REPUBLIKA.CO.ID, JAKARTA – Menteri Keuangan Sri Mulyani menyebutkan, pengetatan pembatasan sosial yang kembali diberlakukan di beberapa daerah di Jawa dan Bali mulai pekan depan akan berdampak terhadap ekonomi. Hanya saja, ia belum bisa menyebutkan dampaknya secara detail karena membutuhkan beberapa perhitungan.
Proyeksi tersebut berkaca dari efek kontraksi pertumbuhan ekonomi saat Pembatasan Sosial Berskala Besar (PSBB) dilakukan pertama kali secara sangat ketat. "Dan, saat DKI Jakarta kembali mengetat pada September, ketika kasus (Covid-19) naik, kita juga melihat konsumsi terjadi perlambatan kembali," tutur Sri dalam Konferensi Pers Realisasi Pelaksanaan APBN 2020 secara virtual, Rabu (6/1).
Sri mengatakan, pemerintah sangat memahami dampak tersebut. Kuncinya adalah pengendalian virus Covid-19 itu sendiri. Karena itu, istilah gas dan rem sangat penting untuk diterapkan di masyarakat.

= Entri yang Disediakan =
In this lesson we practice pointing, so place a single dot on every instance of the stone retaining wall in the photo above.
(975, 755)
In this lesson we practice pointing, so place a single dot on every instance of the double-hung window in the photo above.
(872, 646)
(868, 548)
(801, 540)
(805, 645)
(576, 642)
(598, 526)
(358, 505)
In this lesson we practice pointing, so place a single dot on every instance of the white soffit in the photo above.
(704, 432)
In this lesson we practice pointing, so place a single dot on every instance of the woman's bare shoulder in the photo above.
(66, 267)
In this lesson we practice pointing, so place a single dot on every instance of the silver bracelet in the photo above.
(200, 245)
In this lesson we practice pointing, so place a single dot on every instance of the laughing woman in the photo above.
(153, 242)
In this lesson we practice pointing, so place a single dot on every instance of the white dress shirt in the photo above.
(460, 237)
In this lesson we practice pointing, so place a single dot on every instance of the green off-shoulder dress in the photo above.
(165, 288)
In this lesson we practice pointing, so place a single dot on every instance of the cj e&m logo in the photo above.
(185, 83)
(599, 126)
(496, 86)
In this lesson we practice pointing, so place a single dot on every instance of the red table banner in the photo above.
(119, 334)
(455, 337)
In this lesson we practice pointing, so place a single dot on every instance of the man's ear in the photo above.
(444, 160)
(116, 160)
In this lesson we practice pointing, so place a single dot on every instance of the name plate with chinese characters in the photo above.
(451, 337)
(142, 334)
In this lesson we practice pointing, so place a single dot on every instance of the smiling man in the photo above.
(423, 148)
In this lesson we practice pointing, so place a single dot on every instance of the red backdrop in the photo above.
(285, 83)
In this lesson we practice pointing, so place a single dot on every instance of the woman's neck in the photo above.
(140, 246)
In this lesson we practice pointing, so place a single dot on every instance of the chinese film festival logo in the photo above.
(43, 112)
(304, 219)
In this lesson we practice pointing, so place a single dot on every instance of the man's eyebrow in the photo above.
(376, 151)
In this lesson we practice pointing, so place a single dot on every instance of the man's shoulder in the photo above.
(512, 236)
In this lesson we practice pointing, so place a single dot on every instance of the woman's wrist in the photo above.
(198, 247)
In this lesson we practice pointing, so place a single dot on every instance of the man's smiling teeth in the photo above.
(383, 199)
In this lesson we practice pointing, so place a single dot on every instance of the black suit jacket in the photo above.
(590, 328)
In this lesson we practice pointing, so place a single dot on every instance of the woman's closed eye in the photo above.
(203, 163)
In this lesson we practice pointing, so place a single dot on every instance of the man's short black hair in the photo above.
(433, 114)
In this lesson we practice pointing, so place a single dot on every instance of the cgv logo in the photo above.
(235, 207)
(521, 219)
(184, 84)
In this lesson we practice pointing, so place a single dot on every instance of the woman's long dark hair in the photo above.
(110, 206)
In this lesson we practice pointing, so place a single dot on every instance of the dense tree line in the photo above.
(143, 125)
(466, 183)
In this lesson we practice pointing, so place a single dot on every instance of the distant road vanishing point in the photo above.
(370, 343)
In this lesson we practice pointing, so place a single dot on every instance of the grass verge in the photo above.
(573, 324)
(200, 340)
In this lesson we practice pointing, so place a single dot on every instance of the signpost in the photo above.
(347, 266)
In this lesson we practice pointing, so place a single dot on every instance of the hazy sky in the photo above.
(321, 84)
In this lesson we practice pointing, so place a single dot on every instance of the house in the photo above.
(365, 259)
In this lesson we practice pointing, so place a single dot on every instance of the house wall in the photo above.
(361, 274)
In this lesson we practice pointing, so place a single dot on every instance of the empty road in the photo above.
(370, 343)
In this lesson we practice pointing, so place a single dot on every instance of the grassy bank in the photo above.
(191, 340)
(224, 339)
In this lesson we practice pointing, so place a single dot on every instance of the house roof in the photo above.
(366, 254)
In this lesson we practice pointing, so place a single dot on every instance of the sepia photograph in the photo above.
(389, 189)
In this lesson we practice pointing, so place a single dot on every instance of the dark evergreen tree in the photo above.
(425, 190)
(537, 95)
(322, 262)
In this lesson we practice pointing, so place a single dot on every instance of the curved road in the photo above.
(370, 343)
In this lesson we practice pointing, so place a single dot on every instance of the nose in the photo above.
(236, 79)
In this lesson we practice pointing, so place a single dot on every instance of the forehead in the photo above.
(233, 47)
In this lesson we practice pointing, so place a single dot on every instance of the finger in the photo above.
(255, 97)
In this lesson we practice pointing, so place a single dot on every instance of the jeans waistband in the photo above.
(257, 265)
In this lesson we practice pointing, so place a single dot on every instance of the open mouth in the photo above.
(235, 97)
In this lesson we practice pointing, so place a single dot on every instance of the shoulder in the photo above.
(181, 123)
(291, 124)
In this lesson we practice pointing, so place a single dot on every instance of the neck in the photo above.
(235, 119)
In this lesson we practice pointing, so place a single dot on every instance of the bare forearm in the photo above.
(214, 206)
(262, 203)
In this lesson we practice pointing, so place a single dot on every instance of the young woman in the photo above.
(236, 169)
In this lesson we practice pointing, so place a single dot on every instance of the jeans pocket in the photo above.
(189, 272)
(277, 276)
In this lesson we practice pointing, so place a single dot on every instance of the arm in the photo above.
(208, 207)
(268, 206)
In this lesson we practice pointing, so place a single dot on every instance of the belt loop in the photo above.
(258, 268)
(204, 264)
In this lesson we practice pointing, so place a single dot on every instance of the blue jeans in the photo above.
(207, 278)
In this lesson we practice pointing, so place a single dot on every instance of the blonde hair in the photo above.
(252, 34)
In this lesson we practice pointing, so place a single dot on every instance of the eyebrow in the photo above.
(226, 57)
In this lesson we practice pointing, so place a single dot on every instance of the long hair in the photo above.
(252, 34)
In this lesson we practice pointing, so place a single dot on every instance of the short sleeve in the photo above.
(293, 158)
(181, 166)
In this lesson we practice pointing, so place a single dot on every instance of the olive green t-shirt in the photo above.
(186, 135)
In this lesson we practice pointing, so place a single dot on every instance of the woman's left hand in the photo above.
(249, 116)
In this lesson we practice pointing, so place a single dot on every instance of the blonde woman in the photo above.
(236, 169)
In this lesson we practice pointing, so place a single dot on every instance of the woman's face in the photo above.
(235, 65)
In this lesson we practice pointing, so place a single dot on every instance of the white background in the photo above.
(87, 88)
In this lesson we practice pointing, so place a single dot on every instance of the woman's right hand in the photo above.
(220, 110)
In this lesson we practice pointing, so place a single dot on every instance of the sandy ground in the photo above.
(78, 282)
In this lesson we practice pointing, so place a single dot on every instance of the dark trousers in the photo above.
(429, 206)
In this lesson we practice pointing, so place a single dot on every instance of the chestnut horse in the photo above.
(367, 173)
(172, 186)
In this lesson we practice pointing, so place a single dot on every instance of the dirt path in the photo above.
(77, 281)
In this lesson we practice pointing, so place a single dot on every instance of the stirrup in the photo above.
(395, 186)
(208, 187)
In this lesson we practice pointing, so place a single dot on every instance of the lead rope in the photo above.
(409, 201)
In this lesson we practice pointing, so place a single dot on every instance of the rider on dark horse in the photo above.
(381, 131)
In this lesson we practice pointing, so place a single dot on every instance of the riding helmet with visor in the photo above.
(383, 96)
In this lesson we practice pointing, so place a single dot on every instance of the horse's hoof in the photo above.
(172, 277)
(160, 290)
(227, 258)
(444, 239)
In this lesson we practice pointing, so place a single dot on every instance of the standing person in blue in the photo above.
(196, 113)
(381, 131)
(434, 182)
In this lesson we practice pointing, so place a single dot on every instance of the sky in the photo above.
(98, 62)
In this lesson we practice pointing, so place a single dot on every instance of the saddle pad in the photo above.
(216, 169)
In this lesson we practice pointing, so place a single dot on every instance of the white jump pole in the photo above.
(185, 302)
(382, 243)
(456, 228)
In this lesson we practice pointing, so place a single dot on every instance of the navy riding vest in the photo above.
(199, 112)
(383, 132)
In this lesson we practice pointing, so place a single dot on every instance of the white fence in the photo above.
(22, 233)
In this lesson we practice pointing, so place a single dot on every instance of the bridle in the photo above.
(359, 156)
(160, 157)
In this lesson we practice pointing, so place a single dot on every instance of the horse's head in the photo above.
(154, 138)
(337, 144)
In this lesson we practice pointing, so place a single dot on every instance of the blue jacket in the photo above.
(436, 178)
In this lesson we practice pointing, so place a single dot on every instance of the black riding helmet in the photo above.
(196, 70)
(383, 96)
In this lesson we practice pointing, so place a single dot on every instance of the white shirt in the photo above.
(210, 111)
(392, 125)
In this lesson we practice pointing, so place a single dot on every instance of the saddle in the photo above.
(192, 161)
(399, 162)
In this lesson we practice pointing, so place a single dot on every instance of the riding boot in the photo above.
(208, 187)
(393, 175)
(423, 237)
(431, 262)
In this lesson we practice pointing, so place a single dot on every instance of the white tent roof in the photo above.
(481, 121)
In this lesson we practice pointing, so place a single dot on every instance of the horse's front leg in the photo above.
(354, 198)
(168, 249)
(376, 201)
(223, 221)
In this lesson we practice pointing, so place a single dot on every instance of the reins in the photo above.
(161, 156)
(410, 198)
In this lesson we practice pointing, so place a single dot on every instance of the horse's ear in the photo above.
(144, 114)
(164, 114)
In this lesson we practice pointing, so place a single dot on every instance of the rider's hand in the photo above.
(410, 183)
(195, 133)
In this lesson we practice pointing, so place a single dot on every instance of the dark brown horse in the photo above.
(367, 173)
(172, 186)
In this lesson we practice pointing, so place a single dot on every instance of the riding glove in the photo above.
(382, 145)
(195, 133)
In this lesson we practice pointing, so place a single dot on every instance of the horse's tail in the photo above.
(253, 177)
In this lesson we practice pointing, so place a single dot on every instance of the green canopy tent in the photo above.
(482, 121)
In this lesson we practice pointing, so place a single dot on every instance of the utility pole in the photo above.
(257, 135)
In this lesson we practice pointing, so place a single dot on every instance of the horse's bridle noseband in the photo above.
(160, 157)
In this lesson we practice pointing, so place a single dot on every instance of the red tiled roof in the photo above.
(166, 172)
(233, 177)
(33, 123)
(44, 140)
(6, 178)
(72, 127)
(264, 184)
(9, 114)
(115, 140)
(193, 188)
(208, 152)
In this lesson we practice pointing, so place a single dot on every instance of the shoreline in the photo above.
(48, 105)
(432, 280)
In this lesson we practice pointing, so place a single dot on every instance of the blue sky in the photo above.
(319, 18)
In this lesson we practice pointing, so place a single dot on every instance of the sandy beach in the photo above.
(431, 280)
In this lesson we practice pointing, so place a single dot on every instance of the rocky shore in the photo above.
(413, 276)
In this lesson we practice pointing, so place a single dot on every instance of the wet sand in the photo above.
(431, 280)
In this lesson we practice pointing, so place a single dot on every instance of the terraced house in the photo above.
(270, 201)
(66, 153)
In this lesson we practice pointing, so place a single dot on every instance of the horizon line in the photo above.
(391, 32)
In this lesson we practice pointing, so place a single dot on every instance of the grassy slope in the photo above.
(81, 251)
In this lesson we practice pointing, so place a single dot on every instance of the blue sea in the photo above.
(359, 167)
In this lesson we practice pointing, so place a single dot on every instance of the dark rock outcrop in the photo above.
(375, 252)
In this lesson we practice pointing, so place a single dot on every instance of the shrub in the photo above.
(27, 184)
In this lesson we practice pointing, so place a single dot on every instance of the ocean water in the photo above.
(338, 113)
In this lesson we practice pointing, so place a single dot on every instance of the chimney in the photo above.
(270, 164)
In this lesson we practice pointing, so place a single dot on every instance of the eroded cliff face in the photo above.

= Soal Latihan =
**A)** Salin bagian dari kutipan berita tentang pengetatan pembatasan sosial tanpa mengubah apa pun. Mulailah pada kata-kata yang memuat "Proyeksi tersebut berkaca" dan berhentilah setelah "diterapkan di masyarakat.".
**B)** Menurut kutipan berita tentang pengetatan pembatasan sosial, dalam acara apa Sri Mulyani menyampaikan pernyataannya?
**C)** Tuliskan semua nama tempat yang muncul dalam kutipan berita tentang pengetatan pembatasan sosial, termasuk yang ada di baris awal berita. Tulis nama-nama itu sesuai bentuknya dalam teks.
Entri-entri tersebut tidak diperlukan untuk mengerjakan apa pun.

= Jawaban Latihan =
**A)**
Proyeksi tersebut berkaca dari efek kontraksi pertumbuhan ekonomi saat Pembatasan Sosial Berskala Besar (PSBB) dilakukan pertama kali secara sangat ketat. "Dan, saat DKI Jakarta kembali mengetat pada September, ketika kasus (Covid-19) naik, kita juga melihat konsumsi terjadi perlambatan kembali," tutur Sri dalam Konferensi Pers Realisasi Pelaksanaan APBN 2020 secara virtual, Rabu (6/1).
Sri mengatakan, pemerintah sangat memahami dampak tersebut. Kuncinya adalah pengendalian virus Covid-19 itu sendiri. Karena itu, istilah gas dan rem sangat penting untuk diterapkan di masyarakat.

**B)** Dalam Konferensi Pers Realisasi Pelaksanaan APBN 2020 yang diadakan secara virtual.

**C)** JAKARTA, Jawa, Bali, DKI Jakarta